§ TASK STATEMENT: Please pull out every row below that contains the word "face". Case counts, so match capital and lowercase letters precisely.

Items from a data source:
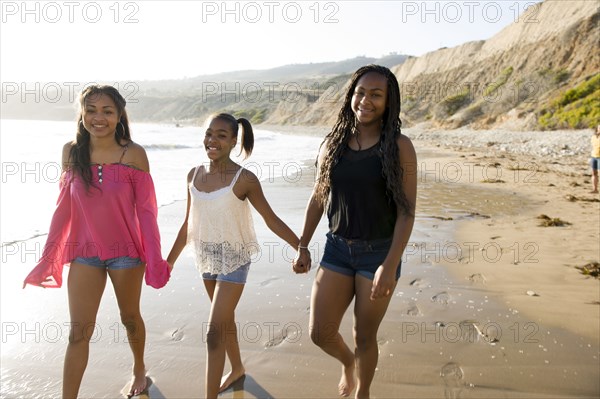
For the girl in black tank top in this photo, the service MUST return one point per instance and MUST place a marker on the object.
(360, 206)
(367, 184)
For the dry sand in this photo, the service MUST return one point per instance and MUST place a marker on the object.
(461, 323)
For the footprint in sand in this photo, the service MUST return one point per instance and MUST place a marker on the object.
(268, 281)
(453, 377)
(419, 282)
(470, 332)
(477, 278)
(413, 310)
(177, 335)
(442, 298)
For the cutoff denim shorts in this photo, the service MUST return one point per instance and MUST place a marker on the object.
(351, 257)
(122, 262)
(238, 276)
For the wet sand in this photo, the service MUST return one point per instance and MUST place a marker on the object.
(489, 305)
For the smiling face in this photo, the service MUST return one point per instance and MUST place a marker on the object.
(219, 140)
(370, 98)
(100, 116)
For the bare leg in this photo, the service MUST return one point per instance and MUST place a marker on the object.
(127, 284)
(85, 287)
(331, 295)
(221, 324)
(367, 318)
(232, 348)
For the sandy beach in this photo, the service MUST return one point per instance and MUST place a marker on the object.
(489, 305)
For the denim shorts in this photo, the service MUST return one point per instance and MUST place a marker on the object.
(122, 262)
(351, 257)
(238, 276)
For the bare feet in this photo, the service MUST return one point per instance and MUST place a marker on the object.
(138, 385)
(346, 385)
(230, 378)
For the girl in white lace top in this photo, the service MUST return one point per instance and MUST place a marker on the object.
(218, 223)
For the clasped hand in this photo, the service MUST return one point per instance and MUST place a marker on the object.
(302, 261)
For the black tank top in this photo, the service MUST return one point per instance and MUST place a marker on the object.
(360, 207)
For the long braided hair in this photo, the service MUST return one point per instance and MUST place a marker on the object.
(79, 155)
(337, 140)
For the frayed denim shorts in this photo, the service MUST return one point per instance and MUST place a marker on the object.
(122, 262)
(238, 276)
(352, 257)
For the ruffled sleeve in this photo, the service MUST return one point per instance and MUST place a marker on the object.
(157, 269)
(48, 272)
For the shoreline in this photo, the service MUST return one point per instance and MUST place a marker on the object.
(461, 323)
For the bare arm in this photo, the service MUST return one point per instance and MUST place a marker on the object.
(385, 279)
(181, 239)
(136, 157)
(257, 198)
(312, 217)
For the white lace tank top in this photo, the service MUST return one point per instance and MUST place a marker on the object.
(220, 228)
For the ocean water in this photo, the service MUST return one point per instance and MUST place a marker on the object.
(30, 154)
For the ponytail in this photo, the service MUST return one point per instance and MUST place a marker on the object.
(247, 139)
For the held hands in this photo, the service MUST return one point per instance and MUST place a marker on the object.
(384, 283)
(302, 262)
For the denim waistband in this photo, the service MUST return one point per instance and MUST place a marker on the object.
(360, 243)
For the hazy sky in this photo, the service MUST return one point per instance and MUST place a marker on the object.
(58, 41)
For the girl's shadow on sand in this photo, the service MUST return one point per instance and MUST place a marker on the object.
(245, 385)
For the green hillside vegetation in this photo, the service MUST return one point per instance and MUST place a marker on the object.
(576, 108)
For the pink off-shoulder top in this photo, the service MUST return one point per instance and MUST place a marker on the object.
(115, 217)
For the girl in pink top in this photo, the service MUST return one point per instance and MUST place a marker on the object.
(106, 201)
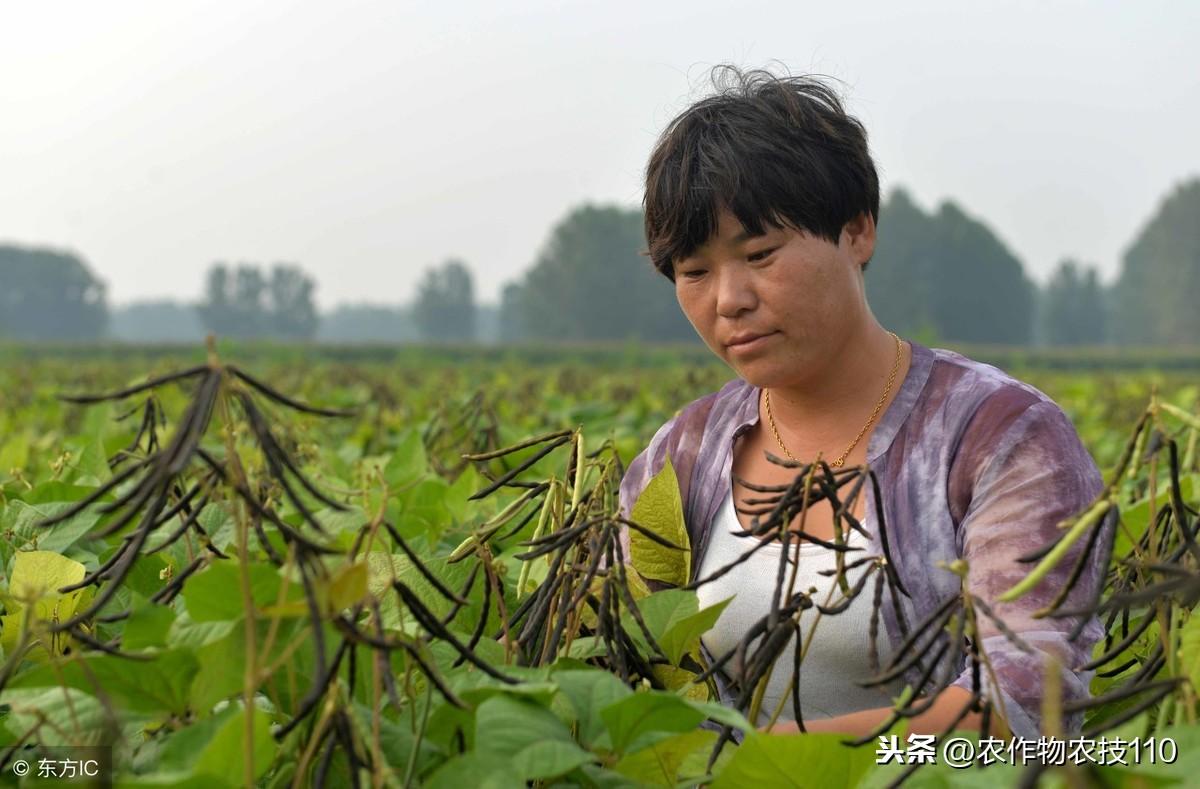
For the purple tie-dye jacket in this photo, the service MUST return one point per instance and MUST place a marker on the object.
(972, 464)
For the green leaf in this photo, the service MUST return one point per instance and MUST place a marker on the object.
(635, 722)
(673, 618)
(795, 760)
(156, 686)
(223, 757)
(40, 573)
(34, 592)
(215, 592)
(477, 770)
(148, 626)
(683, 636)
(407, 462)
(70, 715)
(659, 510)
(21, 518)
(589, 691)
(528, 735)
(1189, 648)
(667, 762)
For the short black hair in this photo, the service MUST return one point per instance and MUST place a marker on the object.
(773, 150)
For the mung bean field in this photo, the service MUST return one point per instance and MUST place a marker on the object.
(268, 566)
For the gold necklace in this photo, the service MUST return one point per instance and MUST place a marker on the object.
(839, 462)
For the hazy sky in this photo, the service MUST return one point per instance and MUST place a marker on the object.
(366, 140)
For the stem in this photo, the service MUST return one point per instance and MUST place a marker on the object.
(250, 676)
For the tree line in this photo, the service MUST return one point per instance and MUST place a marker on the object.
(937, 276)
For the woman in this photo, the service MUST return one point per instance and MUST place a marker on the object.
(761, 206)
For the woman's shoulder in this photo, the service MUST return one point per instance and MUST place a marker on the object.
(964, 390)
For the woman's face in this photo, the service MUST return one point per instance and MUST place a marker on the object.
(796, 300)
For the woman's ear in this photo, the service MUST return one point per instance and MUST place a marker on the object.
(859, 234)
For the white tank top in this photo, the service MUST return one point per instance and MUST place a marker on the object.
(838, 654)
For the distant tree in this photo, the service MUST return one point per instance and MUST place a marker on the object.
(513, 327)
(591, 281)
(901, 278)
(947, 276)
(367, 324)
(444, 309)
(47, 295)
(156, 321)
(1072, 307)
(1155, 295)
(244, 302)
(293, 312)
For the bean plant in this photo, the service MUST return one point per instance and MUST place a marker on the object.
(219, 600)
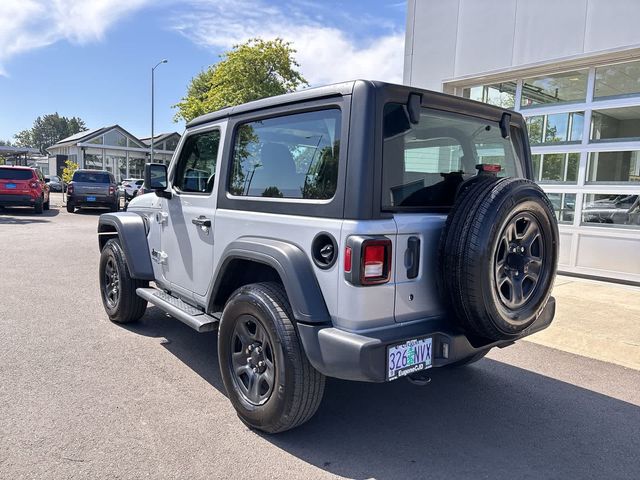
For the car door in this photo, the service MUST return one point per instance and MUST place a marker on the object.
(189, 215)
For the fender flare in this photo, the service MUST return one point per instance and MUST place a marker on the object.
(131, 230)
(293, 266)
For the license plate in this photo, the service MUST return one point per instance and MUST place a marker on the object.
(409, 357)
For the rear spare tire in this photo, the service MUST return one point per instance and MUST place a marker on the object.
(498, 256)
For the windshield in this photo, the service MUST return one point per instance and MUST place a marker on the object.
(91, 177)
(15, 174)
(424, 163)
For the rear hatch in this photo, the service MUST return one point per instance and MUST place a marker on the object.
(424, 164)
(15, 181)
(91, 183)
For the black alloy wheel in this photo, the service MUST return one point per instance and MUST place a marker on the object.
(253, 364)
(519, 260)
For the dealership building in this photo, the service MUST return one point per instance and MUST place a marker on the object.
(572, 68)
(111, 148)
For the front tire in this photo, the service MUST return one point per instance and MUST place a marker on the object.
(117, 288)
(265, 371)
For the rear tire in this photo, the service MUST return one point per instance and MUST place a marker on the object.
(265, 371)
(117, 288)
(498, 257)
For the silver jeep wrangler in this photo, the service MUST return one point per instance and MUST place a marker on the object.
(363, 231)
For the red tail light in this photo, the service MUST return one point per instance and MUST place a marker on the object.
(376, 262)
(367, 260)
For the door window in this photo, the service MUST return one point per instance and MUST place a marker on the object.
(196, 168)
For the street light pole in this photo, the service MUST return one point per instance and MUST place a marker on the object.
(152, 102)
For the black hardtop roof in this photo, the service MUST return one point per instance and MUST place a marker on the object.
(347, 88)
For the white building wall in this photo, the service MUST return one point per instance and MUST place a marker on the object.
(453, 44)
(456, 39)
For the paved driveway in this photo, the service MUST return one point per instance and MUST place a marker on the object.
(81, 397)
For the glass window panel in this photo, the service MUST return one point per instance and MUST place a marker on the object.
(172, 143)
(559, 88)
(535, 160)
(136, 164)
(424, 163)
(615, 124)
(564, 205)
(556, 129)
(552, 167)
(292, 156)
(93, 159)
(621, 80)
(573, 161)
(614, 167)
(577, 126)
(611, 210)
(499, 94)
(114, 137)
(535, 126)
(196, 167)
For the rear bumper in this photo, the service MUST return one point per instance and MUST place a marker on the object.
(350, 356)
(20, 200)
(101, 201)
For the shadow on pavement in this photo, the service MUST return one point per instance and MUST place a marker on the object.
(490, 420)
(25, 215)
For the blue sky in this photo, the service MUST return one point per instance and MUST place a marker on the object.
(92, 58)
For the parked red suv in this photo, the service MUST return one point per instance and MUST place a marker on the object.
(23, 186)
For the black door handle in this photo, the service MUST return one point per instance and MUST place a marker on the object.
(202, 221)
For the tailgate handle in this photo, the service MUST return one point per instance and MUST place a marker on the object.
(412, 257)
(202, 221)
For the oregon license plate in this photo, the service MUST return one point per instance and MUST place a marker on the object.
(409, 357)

--

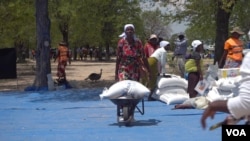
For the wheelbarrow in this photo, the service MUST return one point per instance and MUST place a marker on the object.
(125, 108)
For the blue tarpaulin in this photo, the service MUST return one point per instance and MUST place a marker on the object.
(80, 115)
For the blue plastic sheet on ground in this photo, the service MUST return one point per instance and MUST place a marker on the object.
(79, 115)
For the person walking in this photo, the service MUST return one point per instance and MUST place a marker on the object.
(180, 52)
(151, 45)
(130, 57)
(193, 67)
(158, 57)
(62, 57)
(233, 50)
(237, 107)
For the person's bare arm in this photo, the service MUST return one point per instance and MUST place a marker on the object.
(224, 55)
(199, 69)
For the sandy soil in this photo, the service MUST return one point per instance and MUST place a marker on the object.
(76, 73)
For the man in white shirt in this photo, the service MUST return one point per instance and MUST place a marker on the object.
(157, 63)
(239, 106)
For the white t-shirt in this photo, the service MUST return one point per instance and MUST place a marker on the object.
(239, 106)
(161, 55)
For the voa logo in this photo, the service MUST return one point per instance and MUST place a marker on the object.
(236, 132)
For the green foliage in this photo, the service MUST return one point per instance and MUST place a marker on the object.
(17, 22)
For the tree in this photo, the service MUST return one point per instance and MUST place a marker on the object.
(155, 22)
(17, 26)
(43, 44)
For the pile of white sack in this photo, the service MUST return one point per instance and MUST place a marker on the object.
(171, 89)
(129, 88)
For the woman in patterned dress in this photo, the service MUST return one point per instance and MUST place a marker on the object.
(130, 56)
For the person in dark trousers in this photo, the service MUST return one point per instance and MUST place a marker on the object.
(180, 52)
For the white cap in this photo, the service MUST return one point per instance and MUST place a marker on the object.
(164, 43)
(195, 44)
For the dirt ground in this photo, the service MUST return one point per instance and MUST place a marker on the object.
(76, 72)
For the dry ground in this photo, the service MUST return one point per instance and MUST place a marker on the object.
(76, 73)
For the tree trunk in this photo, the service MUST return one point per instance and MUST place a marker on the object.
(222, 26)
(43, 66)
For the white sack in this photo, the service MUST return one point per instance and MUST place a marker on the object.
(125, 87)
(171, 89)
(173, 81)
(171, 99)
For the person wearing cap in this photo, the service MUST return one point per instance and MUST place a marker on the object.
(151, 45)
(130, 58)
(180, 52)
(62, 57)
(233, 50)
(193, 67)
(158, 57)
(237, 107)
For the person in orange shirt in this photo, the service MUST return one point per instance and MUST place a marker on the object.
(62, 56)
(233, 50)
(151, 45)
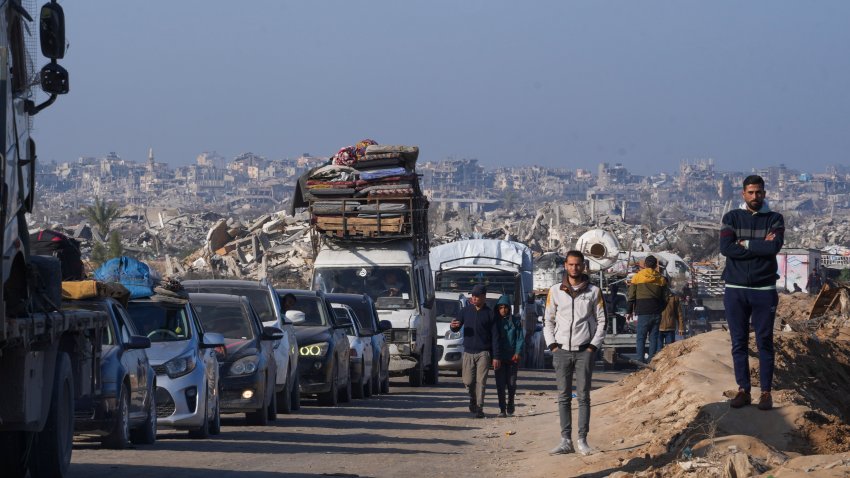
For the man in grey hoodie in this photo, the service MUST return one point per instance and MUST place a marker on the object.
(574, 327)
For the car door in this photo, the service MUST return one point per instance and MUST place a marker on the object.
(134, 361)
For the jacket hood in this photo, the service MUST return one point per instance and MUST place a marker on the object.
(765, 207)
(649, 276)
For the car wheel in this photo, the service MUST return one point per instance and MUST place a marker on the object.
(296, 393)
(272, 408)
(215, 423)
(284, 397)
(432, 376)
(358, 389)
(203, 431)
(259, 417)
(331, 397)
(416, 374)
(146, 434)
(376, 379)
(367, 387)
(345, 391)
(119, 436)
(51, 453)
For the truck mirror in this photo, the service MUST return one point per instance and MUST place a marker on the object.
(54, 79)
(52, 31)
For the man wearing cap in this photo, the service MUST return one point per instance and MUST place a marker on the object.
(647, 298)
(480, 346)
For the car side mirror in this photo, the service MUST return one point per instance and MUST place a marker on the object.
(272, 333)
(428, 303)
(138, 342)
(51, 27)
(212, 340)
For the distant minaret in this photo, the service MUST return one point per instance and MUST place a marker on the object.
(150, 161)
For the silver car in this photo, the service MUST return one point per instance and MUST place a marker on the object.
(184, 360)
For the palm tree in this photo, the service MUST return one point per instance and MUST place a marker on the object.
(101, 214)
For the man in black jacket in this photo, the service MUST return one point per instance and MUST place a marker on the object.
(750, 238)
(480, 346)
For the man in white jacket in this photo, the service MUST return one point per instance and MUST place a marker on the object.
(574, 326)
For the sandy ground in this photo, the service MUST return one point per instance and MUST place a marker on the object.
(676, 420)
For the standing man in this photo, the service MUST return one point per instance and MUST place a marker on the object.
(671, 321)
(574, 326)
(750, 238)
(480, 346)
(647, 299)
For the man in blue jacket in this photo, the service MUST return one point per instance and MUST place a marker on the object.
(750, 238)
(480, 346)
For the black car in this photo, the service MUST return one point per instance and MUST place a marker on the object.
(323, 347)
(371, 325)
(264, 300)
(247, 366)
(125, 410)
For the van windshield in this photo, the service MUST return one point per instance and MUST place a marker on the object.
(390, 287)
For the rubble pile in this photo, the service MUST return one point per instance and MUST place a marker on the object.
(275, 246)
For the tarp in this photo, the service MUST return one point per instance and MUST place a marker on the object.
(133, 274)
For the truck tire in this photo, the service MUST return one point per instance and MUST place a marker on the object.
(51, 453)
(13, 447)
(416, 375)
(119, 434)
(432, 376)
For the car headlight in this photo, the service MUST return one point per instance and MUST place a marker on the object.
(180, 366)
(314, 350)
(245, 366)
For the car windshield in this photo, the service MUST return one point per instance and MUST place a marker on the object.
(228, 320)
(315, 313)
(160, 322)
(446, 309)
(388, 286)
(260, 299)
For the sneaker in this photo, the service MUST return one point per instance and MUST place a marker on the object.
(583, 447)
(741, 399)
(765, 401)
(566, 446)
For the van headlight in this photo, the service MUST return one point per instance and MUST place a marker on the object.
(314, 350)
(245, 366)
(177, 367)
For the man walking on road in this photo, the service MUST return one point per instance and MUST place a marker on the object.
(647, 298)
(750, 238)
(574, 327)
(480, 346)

--

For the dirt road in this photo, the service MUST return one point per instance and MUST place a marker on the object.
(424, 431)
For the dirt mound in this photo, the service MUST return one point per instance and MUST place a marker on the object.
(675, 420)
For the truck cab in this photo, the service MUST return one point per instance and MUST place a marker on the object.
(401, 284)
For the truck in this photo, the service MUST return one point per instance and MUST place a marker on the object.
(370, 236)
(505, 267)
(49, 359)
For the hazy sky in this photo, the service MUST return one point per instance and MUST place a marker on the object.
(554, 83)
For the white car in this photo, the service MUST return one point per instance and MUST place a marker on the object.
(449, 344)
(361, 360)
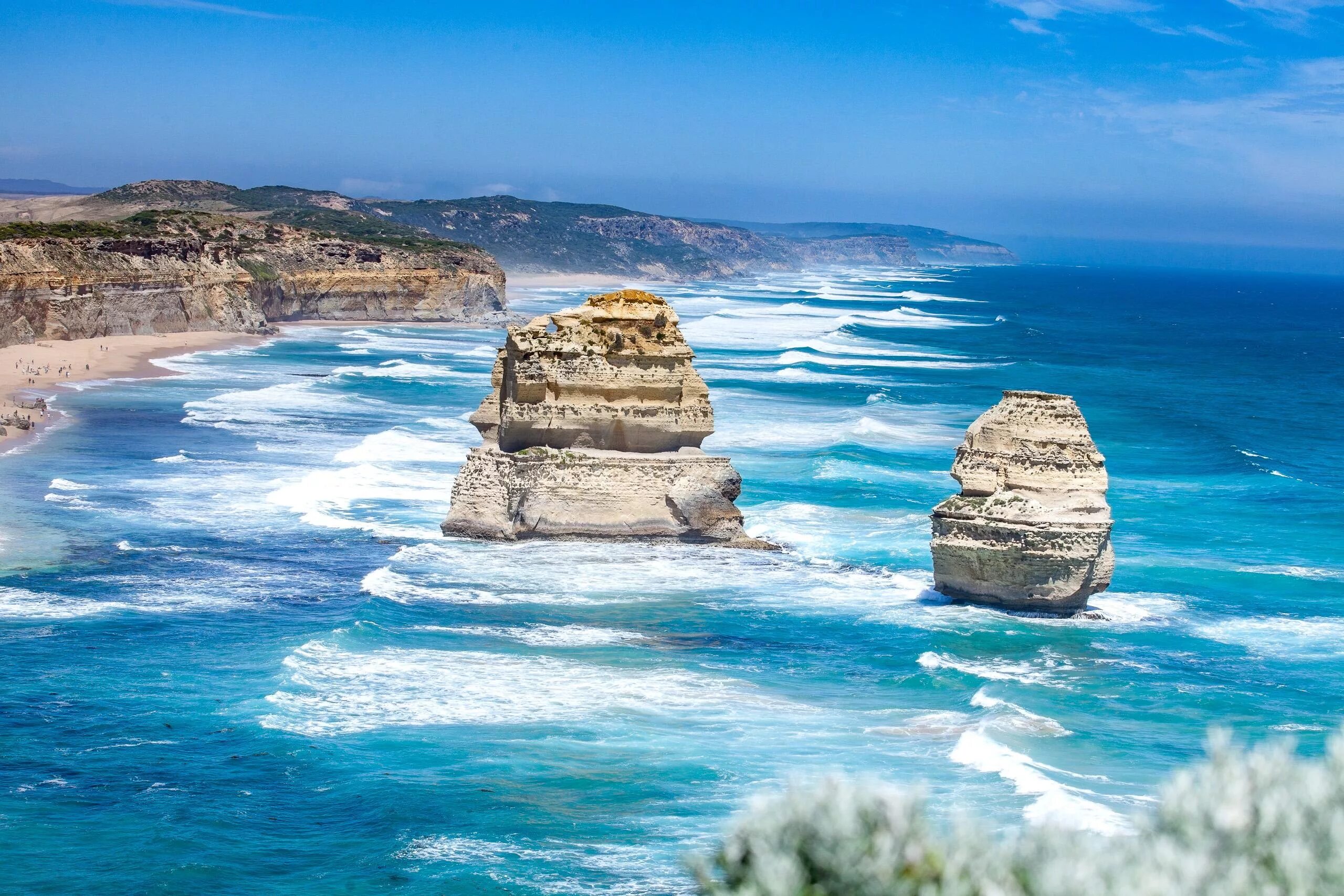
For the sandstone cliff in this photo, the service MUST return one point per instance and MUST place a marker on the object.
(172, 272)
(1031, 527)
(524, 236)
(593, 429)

§ FULL SOLUTION:
For the smiling face in this photo, the service MUST return one point per instance and MUST place a marker on the object.
For the woman's face in this photo, the service MUST return one point per instance and MUST place a marker on the object.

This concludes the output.